- _What is needed_: Can you render every line of the entries below as a Markdown table with the columns Row and Line, numbering the rows and leaving out blank lines?

————————

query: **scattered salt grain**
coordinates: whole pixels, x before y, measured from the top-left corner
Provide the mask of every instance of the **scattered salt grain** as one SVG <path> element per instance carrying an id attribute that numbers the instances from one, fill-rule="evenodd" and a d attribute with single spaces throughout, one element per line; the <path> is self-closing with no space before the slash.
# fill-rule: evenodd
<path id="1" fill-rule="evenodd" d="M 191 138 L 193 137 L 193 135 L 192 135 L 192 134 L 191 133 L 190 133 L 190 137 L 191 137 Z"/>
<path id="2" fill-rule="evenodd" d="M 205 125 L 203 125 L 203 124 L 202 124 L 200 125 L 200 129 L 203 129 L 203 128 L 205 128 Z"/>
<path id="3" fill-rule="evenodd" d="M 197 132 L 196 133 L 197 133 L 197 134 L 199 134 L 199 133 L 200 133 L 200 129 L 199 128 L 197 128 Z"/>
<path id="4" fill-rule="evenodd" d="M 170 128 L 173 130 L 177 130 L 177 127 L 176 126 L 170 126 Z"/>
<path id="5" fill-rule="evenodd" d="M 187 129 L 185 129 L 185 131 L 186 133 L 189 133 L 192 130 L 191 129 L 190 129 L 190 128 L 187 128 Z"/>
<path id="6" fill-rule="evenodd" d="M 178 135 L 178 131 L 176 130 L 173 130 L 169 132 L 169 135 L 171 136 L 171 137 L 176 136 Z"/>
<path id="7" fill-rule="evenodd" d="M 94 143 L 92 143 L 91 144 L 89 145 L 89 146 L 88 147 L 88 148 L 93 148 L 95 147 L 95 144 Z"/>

————————

- _Expected output_:
| Row | Line |
|---|---|
| 1 | query: **scattered salt grain** |
| 2 | coordinates: whole pixels, x before y, measured from the top-left corner |
| 3 | Provide the mask of every instance of the **scattered salt grain** as one SVG <path> element per instance carrying an id attribute that numbers the instances from one, fill-rule="evenodd" and a d attribute with single spaces throughout, one element per line; the <path> is self-closing with no space before the slash. |
| 4 | # fill-rule: evenodd |
| 5 | <path id="1" fill-rule="evenodd" d="M 191 138 L 193 137 L 193 135 L 192 135 L 192 134 L 191 133 L 190 133 L 190 137 L 191 137 Z"/> |
| 6 | <path id="2" fill-rule="evenodd" d="M 205 125 L 203 125 L 203 124 L 202 124 L 200 125 L 200 129 L 203 129 L 203 128 L 205 128 Z"/> |
| 7 | <path id="3" fill-rule="evenodd" d="M 197 132 L 196 133 L 197 133 L 197 134 L 199 134 L 199 133 L 200 133 L 200 129 L 199 128 L 197 128 Z"/> |
| 8 | <path id="4" fill-rule="evenodd" d="M 170 128 L 173 130 L 177 130 L 177 127 L 176 126 L 170 126 Z"/> |
| 9 | <path id="5" fill-rule="evenodd" d="M 187 129 L 185 129 L 185 131 L 186 133 L 189 133 L 192 130 L 191 129 L 190 129 L 190 128 L 187 128 Z"/> |
| 10 | <path id="6" fill-rule="evenodd" d="M 178 135 L 178 131 L 176 130 L 173 130 L 169 132 L 169 135 L 171 136 L 171 137 L 176 136 Z"/> |
| 11 | <path id="7" fill-rule="evenodd" d="M 94 143 L 92 143 L 91 144 L 89 145 L 89 146 L 88 147 L 88 148 L 93 148 L 95 147 L 95 144 Z"/> |